__REQUIRED ACTION__: Print the lines in the listing below that fall between the line with "For each <instance>" and the line with "box: [84, 95, 95, 120]", those two lines included, exactly as they stand and with nothing else.

__ENTRIES SUPPLIED__:
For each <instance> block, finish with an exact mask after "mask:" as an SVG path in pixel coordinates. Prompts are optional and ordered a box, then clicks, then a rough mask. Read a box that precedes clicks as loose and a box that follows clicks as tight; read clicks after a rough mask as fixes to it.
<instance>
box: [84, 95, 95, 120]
...
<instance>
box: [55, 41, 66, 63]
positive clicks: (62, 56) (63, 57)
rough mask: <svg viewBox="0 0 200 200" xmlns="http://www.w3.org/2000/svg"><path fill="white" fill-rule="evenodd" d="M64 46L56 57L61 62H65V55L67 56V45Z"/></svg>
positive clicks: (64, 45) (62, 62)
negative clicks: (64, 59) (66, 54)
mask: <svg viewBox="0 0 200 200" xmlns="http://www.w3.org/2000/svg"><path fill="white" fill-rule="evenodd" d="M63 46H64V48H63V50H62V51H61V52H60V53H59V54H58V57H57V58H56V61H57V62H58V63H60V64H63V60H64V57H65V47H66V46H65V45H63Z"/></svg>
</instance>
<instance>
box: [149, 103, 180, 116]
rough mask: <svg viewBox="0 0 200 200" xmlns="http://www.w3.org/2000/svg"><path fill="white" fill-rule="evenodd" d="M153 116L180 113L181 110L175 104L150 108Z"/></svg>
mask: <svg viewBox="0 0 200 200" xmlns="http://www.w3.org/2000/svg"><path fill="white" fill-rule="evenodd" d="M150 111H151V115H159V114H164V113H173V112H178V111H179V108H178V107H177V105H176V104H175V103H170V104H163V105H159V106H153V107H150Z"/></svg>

__OUTPUT BELOW__:
For each <instance> block, finish with an exact mask after "mask:" as an SVG path in pixel coordinates. Prompts are optional and ordered a box, then clicks, then a rough mask. Read a box that precedes clicks as loose and a box that follows clicks as tight; read clicks after a rough mask as fixes to it.
<instance>
box: [84, 95, 95, 120]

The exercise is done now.